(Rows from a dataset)
+ + + +

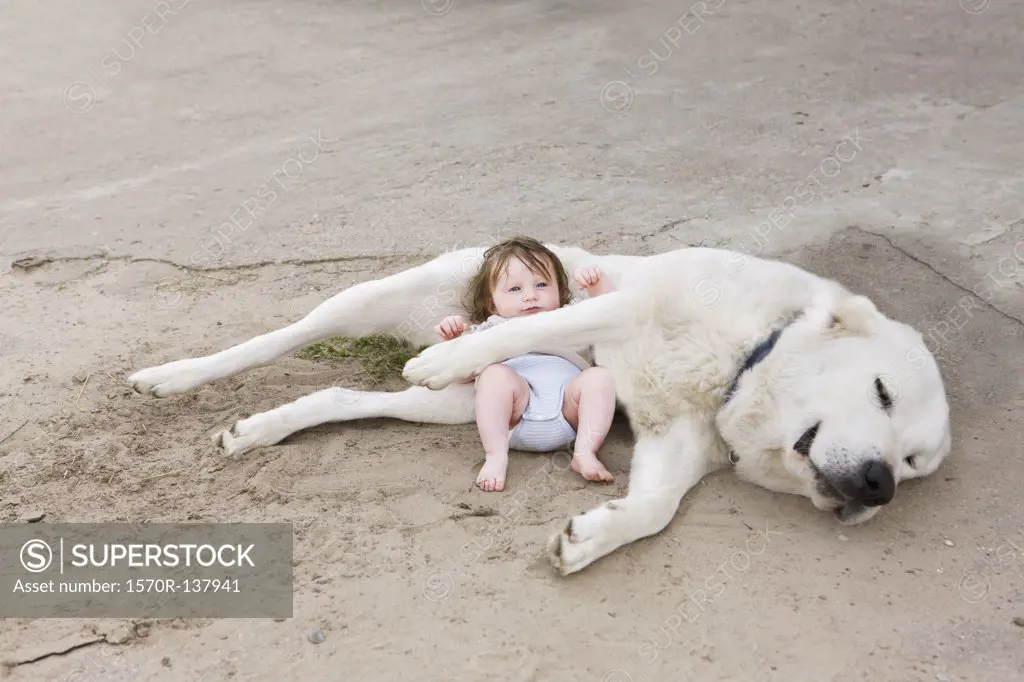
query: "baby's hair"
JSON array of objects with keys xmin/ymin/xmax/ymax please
[{"xmin": 463, "ymin": 237, "xmax": 572, "ymax": 325}]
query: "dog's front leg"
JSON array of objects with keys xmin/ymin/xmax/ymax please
[
  {"xmin": 548, "ymin": 419, "xmax": 719, "ymax": 576},
  {"xmin": 402, "ymin": 292, "xmax": 644, "ymax": 389},
  {"xmin": 128, "ymin": 249, "xmax": 482, "ymax": 397},
  {"xmin": 213, "ymin": 384, "xmax": 475, "ymax": 455}
]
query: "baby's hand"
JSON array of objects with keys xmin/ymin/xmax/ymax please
[
  {"xmin": 437, "ymin": 315, "xmax": 466, "ymax": 341},
  {"xmin": 574, "ymin": 265, "xmax": 603, "ymax": 289}
]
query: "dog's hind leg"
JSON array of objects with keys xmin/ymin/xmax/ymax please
[
  {"xmin": 548, "ymin": 413, "xmax": 719, "ymax": 576},
  {"xmin": 128, "ymin": 249, "xmax": 482, "ymax": 397},
  {"xmin": 213, "ymin": 383, "xmax": 475, "ymax": 455}
]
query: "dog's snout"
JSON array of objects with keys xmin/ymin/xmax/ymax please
[{"xmin": 854, "ymin": 460, "xmax": 896, "ymax": 506}]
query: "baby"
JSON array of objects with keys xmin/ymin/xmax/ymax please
[{"xmin": 437, "ymin": 237, "xmax": 615, "ymax": 492}]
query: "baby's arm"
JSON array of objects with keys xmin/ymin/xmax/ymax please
[
  {"xmin": 574, "ymin": 265, "xmax": 615, "ymax": 297},
  {"xmin": 437, "ymin": 315, "xmax": 466, "ymax": 341}
]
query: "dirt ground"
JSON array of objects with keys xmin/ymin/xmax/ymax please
[{"xmin": 0, "ymin": 0, "xmax": 1024, "ymax": 682}]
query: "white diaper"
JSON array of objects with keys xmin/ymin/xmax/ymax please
[{"xmin": 502, "ymin": 353, "xmax": 582, "ymax": 453}]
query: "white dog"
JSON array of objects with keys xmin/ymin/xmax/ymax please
[{"xmin": 129, "ymin": 245, "xmax": 951, "ymax": 574}]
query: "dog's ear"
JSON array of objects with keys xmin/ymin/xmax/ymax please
[{"xmin": 828, "ymin": 296, "xmax": 882, "ymax": 336}]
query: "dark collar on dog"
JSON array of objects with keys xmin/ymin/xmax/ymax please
[
  {"xmin": 722, "ymin": 313, "xmax": 800, "ymax": 465},
  {"xmin": 722, "ymin": 323, "xmax": 788, "ymax": 404}
]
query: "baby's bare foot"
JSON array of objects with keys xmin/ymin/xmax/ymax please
[
  {"xmin": 570, "ymin": 453, "xmax": 614, "ymax": 481},
  {"xmin": 476, "ymin": 453, "xmax": 509, "ymax": 493}
]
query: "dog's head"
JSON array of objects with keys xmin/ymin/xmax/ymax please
[{"xmin": 719, "ymin": 296, "xmax": 951, "ymax": 524}]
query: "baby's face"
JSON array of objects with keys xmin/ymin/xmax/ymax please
[{"xmin": 490, "ymin": 257, "xmax": 559, "ymax": 317}]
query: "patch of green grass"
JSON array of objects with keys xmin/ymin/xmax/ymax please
[{"xmin": 295, "ymin": 334, "xmax": 426, "ymax": 384}]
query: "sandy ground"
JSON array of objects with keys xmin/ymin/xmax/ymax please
[{"xmin": 0, "ymin": 0, "xmax": 1024, "ymax": 682}]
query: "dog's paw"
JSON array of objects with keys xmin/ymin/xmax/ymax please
[
  {"xmin": 548, "ymin": 503, "xmax": 617, "ymax": 576},
  {"xmin": 211, "ymin": 415, "xmax": 284, "ymax": 457},
  {"xmin": 401, "ymin": 341, "xmax": 468, "ymax": 390},
  {"xmin": 128, "ymin": 358, "xmax": 206, "ymax": 397}
]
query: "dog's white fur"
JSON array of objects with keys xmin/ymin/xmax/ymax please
[{"xmin": 129, "ymin": 245, "xmax": 951, "ymax": 574}]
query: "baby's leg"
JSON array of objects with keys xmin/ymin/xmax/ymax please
[
  {"xmin": 475, "ymin": 365, "xmax": 529, "ymax": 493},
  {"xmin": 562, "ymin": 367, "xmax": 615, "ymax": 481}
]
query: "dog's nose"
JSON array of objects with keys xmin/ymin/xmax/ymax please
[{"xmin": 854, "ymin": 460, "xmax": 896, "ymax": 507}]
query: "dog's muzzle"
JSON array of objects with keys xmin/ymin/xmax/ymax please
[
  {"xmin": 793, "ymin": 422, "xmax": 896, "ymax": 516},
  {"xmin": 833, "ymin": 460, "xmax": 896, "ymax": 507}
]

+ + + +

*EXERCISE DESCRIPTION*: Omit the pictures, then output the rest of the listing exactly.

*ANSWER BELOW*:
query: "baby's hair"
JSON array of objects with keys xmin/ymin/xmax/ymax please
[{"xmin": 463, "ymin": 237, "xmax": 572, "ymax": 325}]
query: "dog's front leg"
JSON array of objects with keys xmin/ymin/xmax/ymax please
[
  {"xmin": 548, "ymin": 419, "xmax": 719, "ymax": 576},
  {"xmin": 402, "ymin": 292, "xmax": 644, "ymax": 389},
  {"xmin": 128, "ymin": 249, "xmax": 482, "ymax": 397},
  {"xmin": 213, "ymin": 384, "xmax": 475, "ymax": 455}
]
query: "baby's hand"
JSON array of objects with keys xmin/ymin/xmax/ymax please
[
  {"xmin": 437, "ymin": 315, "xmax": 466, "ymax": 341},
  {"xmin": 574, "ymin": 265, "xmax": 603, "ymax": 289}
]
query: "dog's hind leg"
JSON array of objects with keys xmin/ymin/xmax/ymax please
[
  {"xmin": 548, "ymin": 413, "xmax": 719, "ymax": 576},
  {"xmin": 128, "ymin": 249, "xmax": 482, "ymax": 397},
  {"xmin": 213, "ymin": 383, "xmax": 475, "ymax": 455}
]
query: "dog's snout"
JSON array of objects with keys xmin/ymin/xmax/ymax please
[{"xmin": 854, "ymin": 460, "xmax": 896, "ymax": 506}]
query: "baby"
JSON array of objects with keys xmin/ymin/xmax/ymax please
[{"xmin": 437, "ymin": 237, "xmax": 615, "ymax": 492}]
query: "baby's arm"
JSON array of objects with keys xmin/ymin/xmax/ymax please
[
  {"xmin": 574, "ymin": 265, "xmax": 615, "ymax": 297},
  {"xmin": 437, "ymin": 315, "xmax": 466, "ymax": 341}
]
query: "dirt ground"
JSON array of objects with keys xmin/ymin/xmax/ymax please
[{"xmin": 0, "ymin": 0, "xmax": 1024, "ymax": 682}]
query: "white diaper"
JSON array of objects with keys xmin/ymin/xmax/ymax please
[{"xmin": 502, "ymin": 353, "xmax": 582, "ymax": 453}]
query: "white dog"
JSON array of objects with keys xmin/ymin/xmax/ymax please
[{"xmin": 129, "ymin": 245, "xmax": 951, "ymax": 574}]
query: "dog's ear"
JSON array of objects with keys xmin/ymin/xmax/ymax please
[{"xmin": 828, "ymin": 296, "xmax": 882, "ymax": 336}]
query: "dark collar on dog"
JSON array of objects with keys xmin/ymin/xmax/ymax please
[
  {"xmin": 722, "ymin": 313, "xmax": 800, "ymax": 465},
  {"xmin": 722, "ymin": 323, "xmax": 788, "ymax": 404}
]
query: "baby's bare foot"
JSON array of objects with keys xmin/ymin/xmax/ymax please
[
  {"xmin": 570, "ymin": 453, "xmax": 614, "ymax": 481},
  {"xmin": 476, "ymin": 453, "xmax": 509, "ymax": 493}
]
query: "dog's head"
JSON array of objects with keys xmin/ymin/xmax/ymax please
[{"xmin": 719, "ymin": 296, "xmax": 951, "ymax": 524}]
query: "baby's face"
JSON array of objects with keys xmin/ymin/xmax/ymax please
[{"xmin": 490, "ymin": 257, "xmax": 559, "ymax": 317}]
query: "patch of green grass"
JSON array of objects with keys xmin/ymin/xmax/ymax please
[{"xmin": 295, "ymin": 334, "xmax": 426, "ymax": 384}]
query: "sandy ground"
JSON array of objects with keys xmin/ymin/xmax/ymax please
[{"xmin": 0, "ymin": 0, "xmax": 1024, "ymax": 682}]
query: "dog's paw"
JSON array of objects with keys xmin/ymin/xmax/ymax please
[
  {"xmin": 548, "ymin": 503, "xmax": 617, "ymax": 576},
  {"xmin": 211, "ymin": 415, "xmax": 284, "ymax": 457},
  {"xmin": 401, "ymin": 341, "xmax": 468, "ymax": 390},
  {"xmin": 128, "ymin": 358, "xmax": 206, "ymax": 397}
]
query: "dog's white fur"
JSON array of objects with keys xmin/ymin/xmax/ymax please
[{"xmin": 129, "ymin": 245, "xmax": 951, "ymax": 574}]
query: "baby's leg"
JSON array of objects with keys xmin/ymin/xmax/ymax please
[
  {"xmin": 475, "ymin": 365, "xmax": 529, "ymax": 493},
  {"xmin": 562, "ymin": 367, "xmax": 615, "ymax": 481}
]
query: "dog's nose"
JSON array of objects with keys xmin/ymin/xmax/ymax please
[{"xmin": 854, "ymin": 460, "xmax": 896, "ymax": 507}]
query: "dog's muzzle"
JSON array of objects with keys xmin/ymin/xmax/ymax please
[
  {"xmin": 793, "ymin": 422, "xmax": 896, "ymax": 516},
  {"xmin": 833, "ymin": 460, "xmax": 896, "ymax": 507}
]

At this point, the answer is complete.